Exercise goal:
Without the images, set down each entry exactly.

Extracted data entries:
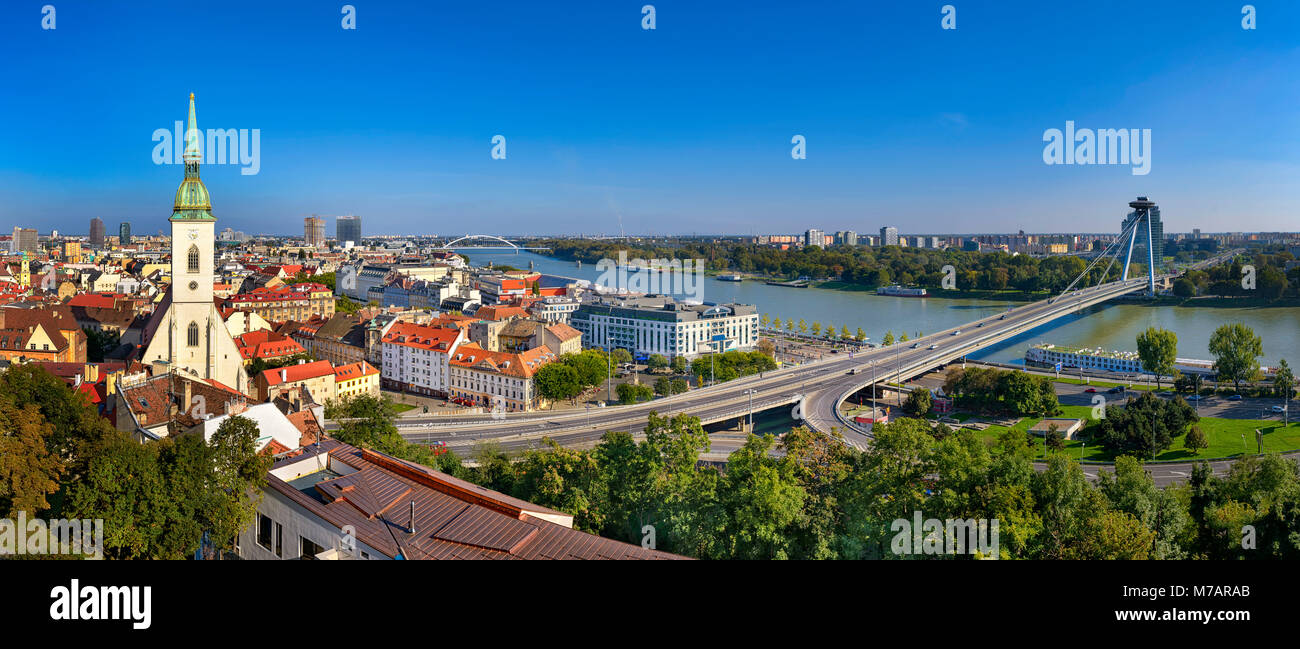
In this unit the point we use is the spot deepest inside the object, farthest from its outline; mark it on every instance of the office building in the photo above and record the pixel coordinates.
(96, 233)
(313, 232)
(25, 239)
(347, 229)
(658, 324)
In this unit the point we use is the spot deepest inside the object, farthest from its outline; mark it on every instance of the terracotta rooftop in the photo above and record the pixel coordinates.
(454, 519)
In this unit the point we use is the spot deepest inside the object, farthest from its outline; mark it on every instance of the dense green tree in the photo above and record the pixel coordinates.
(1157, 349)
(1236, 353)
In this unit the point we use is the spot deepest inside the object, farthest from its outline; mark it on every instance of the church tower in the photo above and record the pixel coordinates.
(189, 334)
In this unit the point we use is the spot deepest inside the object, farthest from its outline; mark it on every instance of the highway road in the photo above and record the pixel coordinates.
(813, 389)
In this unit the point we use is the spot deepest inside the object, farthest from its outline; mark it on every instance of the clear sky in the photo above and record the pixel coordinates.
(683, 129)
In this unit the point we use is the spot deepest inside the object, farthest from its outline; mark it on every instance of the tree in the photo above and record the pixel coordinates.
(633, 393)
(238, 475)
(1195, 440)
(680, 364)
(622, 355)
(1283, 380)
(1157, 349)
(1236, 350)
(1053, 440)
(558, 381)
(763, 500)
(29, 471)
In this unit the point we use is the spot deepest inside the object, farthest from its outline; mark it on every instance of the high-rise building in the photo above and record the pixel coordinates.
(347, 229)
(313, 232)
(96, 233)
(187, 332)
(1145, 208)
(25, 239)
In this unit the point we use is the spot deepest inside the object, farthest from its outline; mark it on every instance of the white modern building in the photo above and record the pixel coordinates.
(657, 324)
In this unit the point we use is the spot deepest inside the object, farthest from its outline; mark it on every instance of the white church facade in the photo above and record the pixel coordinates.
(186, 331)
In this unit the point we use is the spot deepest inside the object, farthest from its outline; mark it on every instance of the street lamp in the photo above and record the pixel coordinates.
(750, 393)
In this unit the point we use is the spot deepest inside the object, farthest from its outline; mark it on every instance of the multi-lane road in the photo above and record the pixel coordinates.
(817, 388)
(814, 390)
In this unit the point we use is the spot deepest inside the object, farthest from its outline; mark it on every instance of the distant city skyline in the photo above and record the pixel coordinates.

Answer:
In this unit the point we use is the spot deepest inside the object, farthest from its outline; mark it on every instance of the office building in the photo above and record the pixel coordinates.
(96, 233)
(313, 232)
(25, 239)
(347, 229)
(658, 324)
In this unit the point we use is the spot deepest inside the object, farthest from its outline; mark it on every instance of the terracotta rooftop in the photo above and record the pixel coordinates.
(454, 519)
In this unit the point we use is the spot deepest inside the object, farthest from its outline; mark it on every instance of the dense green tree in the photo above and record the pixel coordinates.
(1157, 349)
(1236, 353)
In this unit the point we use is the spot deepest inside the object, farthest from its outline; mark it on every instance of the church tower in the photo above and record the pixel coordinates.
(189, 334)
In this unit the point we use is the spot deepest inside the object, farthest from its outline; mark it on every instance of the highway road in the photo above and record the pixel coordinates.
(813, 389)
In this unit the point we use is the spot deepest inside the object, farthest from its outline; mark it on every instance of the clear sky in the photo above and record the pixel coordinates.
(683, 129)
In this unit the point we use is the spot deepest inside the object, farthest from its outline; mark it on every instance of the tree in the photo above and record the pixel coordinates.
(633, 393)
(238, 475)
(1195, 440)
(680, 364)
(622, 355)
(1283, 380)
(1157, 349)
(1236, 350)
(1053, 440)
(558, 381)
(763, 500)
(29, 471)
In this unit the point we use is the spot deepest inside the object, farthest from its outline; mark it on every instance of the high-rise building in the photo above and record the pixel coordinates.
(347, 229)
(313, 232)
(96, 233)
(187, 332)
(1145, 208)
(25, 239)
In this unit the point we use is the spot deepest inside the object, farthest from its outline; mark it on every instance of the white modern building in the photo above and record the pixel coordinates.
(657, 324)
In this unit the point we use is the spot deepest inside the object, farthest from its outline; mark it on every instance of the white church facade in the photo above and record the pixel coordinates.
(186, 331)
In this unit the point we use is the spot deepest inside the object, farthest from its outline; mark it on every instance of the street lamp in the photo above and record the pixel coordinates.
(750, 393)
In this unit the point we use is the spot deepest inside the object, farthest from its outline; mark it on every instance of the multi-lane road in the photo above and record the pixel coordinates.
(817, 388)
(814, 390)
In this unit the point we use is the spot deepest inside the object, farthest from its outline; mark it on every instance of the distant city skyline in the photo above and record the pixel coordinates.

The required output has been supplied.